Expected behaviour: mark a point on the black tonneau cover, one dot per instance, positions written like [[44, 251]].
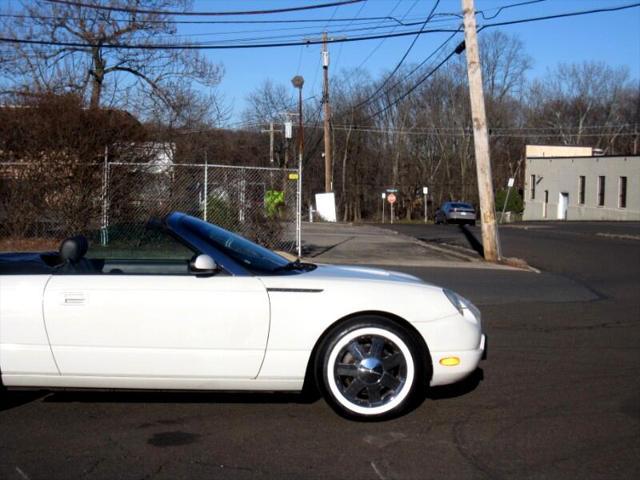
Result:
[[28, 263]]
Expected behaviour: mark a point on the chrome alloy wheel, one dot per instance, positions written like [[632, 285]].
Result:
[[371, 371]]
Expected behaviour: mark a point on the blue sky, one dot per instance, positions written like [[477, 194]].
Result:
[[612, 37]]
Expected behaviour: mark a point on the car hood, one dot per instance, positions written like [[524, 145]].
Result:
[[361, 273], [324, 272]]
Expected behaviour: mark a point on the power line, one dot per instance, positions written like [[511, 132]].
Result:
[[469, 131], [392, 19], [404, 57], [377, 47], [416, 85], [200, 46], [201, 14], [500, 9], [421, 64]]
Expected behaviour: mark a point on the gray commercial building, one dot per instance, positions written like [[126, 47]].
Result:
[[582, 188]]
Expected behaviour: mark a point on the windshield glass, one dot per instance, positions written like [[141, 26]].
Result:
[[251, 256]]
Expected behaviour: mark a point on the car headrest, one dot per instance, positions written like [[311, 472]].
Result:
[[74, 248]]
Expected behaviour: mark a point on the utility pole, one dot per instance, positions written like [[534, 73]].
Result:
[[328, 173], [480, 136], [271, 133], [328, 166]]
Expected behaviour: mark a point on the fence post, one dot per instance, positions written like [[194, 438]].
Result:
[[104, 227], [206, 186]]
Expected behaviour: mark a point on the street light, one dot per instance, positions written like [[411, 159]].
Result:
[[298, 82]]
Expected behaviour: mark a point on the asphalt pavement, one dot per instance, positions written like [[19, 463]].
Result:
[[558, 397]]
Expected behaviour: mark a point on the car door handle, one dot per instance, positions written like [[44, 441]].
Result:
[[73, 298]]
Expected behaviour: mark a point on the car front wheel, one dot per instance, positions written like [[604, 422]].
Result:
[[371, 368]]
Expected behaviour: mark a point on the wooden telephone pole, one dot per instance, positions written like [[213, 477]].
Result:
[[328, 173], [480, 136]]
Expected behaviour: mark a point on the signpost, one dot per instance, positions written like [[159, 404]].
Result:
[[425, 191], [391, 198]]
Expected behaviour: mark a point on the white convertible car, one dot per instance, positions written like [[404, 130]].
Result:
[[218, 312]]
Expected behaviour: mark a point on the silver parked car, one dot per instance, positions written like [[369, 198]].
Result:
[[456, 212]]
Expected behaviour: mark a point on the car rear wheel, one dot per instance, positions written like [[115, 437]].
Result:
[[371, 368]]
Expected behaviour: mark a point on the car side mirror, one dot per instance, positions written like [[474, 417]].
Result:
[[203, 265]]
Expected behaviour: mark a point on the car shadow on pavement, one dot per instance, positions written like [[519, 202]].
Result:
[[473, 241], [13, 399], [128, 396]]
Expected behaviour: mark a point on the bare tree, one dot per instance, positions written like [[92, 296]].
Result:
[[146, 73]]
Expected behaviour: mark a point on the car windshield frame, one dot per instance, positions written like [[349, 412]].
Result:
[[249, 255], [461, 205]]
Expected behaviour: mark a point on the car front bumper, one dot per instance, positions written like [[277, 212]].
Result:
[[444, 372]]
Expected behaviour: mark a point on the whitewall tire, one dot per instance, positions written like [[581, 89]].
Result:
[[370, 368]]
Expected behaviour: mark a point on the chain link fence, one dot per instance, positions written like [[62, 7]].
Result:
[[112, 202]]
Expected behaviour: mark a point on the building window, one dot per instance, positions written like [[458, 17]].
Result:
[[622, 193], [601, 191], [582, 181], [533, 187]]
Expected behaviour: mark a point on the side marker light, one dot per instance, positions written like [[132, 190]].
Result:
[[450, 361]]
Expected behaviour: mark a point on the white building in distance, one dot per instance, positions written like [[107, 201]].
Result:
[[570, 183]]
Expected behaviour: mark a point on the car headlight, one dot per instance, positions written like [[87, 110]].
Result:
[[454, 298], [462, 304]]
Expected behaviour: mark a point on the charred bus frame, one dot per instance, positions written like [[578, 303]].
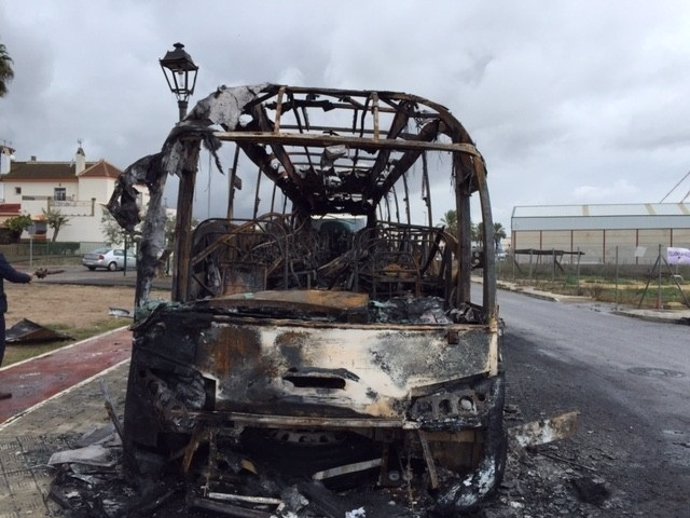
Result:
[[297, 326]]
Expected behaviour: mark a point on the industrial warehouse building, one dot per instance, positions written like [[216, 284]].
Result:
[[636, 230]]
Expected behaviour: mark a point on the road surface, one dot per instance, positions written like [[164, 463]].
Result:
[[631, 381]]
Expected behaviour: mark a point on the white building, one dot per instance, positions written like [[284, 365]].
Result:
[[635, 230], [79, 190]]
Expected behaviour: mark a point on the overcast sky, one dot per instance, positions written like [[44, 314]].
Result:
[[569, 102]]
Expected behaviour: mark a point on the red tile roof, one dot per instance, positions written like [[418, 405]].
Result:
[[59, 171], [41, 171], [10, 209], [101, 169]]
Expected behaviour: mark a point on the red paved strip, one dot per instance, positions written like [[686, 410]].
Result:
[[40, 378]]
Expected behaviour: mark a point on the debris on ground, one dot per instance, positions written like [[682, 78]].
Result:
[[27, 332]]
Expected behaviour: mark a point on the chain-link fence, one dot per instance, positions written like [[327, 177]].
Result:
[[649, 281]]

## GIVEN INSTRUCTION:
Rewrite the lines above, starting with the line that contains "Expected behaviour: mark a point on the side" and going on through the last line, moving every point by adding 14 to each coordinate given after "Result:" while leaving the sample positions in the other lines unchanged. Leave the pictures out.

## TASK OUTPUT:
Expected behaviour: mark a point on the side marker light, one dot per instance, positions written like [[132, 190]].
Result:
[[464, 375]]
Expected behaviour: mark a point on the white building in distance, one dot per instance, positions written like [[107, 201]].
Result:
[[584, 197]]
Expected behaviour: mark a point on the car headlight, one dot per instance, positions written like [[87, 110]].
Result:
[[468, 312], [476, 318]]
Expected behaviour: mark a point on the charred bus frame, one dot per instance, positions written like [[578, 303]].
Result:
[[311, 340]]
Expected behaviour: mark a point on the industrial warehouse building, one dot per instance, positions written like [[216, 284]].
Result:
[[650, 244]]
Expected behaviour: mark a point on the road surface, one dot per instance, positions written like [[164, 463]].
Result:
[[645, 395]]
Expected behaviour: mark a point on the white building, one dot per instance, positions written like [[284, 365]].
Result:
[[649, 244], [93, 204]]
Expected behaviour: mark a point on the overcast sky, one dot per instance, positions written like [[44, 314]].
Result:
[[583, 116]]
Expected behaviour: mark a point on the red tile roof, one dot per instance, positions written like [[418, 405]].
Result:
[[73, 185], [55, 185], [24, 223], [115, 183]]
Expected behaviour: mark a point on the red paved strip, one dot per instance, positions written like [[686, 410]].
Result:
[[54, 392]]
Expected behaviour: mark a point on the debris on ground, one dot per instance, positions written like [[682, 78]].
Result:
[[41, 346]]
Expected behaviour: mark a point on the chain-link fence, one dot per instance, positions written like [[327, 177]].
Result:
[[663, 295]]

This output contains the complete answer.